§ PROBLEM DETAILS:
Return only the line that contains "Objective — one point per instance of the ground" and each line after it, through the last line of the data below, copied exactly.

§ INPUT MATERIAL:
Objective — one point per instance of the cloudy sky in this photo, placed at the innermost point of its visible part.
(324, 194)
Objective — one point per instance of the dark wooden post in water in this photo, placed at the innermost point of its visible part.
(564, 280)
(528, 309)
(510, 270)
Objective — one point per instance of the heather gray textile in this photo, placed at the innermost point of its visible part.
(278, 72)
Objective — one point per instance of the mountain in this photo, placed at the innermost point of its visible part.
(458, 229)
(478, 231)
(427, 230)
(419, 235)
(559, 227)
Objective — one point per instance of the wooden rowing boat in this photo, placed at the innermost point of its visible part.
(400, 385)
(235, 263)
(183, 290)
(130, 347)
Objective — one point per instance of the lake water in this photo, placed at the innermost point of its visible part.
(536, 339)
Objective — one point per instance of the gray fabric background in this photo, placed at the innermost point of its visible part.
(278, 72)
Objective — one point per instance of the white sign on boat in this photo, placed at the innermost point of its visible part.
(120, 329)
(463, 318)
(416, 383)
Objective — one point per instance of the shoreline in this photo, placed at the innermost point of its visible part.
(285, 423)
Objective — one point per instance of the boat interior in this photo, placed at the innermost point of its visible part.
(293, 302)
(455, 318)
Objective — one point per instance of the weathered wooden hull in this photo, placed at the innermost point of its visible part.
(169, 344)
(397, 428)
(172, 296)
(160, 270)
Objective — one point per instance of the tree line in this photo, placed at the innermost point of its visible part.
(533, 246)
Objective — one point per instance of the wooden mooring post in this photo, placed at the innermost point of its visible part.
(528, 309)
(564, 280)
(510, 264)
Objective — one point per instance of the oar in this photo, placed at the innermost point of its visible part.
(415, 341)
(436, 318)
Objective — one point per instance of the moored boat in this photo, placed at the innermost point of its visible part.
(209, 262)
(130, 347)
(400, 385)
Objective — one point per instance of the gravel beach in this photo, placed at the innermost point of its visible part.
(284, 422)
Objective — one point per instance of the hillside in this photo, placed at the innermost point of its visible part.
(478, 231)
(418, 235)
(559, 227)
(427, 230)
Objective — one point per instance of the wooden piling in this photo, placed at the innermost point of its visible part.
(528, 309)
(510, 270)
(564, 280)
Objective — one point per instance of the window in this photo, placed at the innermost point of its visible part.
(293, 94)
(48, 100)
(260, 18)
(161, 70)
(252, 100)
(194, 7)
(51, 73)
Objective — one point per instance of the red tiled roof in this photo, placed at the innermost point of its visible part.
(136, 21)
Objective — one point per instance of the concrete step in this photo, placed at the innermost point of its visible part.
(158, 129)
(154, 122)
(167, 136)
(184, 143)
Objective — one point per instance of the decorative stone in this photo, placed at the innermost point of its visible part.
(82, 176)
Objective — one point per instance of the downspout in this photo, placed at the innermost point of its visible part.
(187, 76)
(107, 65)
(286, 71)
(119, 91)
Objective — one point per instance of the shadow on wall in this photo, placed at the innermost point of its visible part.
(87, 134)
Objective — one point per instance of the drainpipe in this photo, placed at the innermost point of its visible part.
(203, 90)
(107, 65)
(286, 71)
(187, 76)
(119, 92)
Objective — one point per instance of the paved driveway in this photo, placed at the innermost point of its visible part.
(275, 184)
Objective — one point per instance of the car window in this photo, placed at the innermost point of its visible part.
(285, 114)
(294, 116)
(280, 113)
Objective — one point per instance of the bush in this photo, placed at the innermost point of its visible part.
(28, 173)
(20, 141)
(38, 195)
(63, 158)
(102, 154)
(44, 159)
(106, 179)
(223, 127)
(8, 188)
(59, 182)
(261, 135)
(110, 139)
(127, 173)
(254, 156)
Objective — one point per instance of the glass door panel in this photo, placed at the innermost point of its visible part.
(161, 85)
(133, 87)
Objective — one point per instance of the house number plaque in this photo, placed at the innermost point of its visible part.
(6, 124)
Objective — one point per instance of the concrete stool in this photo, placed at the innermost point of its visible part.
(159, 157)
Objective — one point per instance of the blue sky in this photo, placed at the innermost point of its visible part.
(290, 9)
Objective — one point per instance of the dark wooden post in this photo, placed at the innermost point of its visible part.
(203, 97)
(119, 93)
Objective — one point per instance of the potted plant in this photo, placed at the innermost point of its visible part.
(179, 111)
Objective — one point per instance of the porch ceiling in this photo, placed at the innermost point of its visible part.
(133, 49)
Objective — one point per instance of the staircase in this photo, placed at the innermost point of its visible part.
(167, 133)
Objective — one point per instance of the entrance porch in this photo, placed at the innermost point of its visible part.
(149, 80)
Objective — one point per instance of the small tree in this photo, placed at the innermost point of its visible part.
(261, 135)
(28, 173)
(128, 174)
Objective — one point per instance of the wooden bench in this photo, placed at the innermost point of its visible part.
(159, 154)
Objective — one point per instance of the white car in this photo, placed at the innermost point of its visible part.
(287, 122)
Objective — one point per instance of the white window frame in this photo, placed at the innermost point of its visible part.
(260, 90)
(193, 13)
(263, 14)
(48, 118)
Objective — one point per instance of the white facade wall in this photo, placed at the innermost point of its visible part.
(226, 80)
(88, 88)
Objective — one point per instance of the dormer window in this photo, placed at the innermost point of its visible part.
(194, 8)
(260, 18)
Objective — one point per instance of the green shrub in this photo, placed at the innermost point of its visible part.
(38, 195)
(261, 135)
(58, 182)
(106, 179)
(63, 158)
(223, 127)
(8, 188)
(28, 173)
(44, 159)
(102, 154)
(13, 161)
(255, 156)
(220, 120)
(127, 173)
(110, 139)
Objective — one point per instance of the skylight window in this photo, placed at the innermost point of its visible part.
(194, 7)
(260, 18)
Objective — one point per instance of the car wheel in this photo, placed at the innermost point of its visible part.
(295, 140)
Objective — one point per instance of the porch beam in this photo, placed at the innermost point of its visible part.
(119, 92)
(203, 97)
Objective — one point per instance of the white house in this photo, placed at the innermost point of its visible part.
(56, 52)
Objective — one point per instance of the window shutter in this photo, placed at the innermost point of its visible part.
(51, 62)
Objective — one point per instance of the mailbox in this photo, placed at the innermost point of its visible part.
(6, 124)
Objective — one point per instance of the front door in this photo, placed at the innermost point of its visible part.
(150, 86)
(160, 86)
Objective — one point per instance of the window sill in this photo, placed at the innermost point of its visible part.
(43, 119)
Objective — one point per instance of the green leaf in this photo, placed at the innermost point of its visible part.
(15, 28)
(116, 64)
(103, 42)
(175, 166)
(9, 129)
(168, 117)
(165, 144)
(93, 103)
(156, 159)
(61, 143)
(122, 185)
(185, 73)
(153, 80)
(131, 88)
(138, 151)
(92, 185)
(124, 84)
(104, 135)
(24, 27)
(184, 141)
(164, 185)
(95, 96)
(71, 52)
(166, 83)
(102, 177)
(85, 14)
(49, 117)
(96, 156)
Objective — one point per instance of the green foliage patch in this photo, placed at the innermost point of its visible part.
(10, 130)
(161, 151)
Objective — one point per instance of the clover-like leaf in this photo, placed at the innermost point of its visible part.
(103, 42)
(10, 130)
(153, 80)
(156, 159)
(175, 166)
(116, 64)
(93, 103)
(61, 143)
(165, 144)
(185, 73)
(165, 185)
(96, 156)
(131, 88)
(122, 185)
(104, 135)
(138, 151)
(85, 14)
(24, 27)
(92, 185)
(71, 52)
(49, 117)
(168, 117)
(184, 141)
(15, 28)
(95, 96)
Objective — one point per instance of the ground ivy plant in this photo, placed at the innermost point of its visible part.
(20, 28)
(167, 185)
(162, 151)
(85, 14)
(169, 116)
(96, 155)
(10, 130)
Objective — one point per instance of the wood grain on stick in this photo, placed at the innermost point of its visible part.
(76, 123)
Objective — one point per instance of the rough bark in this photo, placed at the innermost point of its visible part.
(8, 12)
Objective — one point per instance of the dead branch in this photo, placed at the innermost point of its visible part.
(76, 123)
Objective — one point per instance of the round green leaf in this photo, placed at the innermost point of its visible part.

§ TASK SOLUTION:
Objective — one point per instance of the ground ivy plant in this photo, placed at the innermost point of its visible part.
(20, 28)
(167, 185)
(162, 151)
(85, 14)
(169, 116)
(96, 155)
(10, 130)
Objective — one point per instance of the wood grain on stick in this photo, placed at the innermost point of its visible part.
(76, 123)
Objective — one point per instance of the rough bark in this photo, placed at the innermost point of its visible part.
(8, 12)
Objective — one point per instance of the dead branch in this photo, placed at the innermost point of its visible part.
(76, 123)
Objective — one point per instance of the round green leaf in this photo, placed at the innermost point of its visible part.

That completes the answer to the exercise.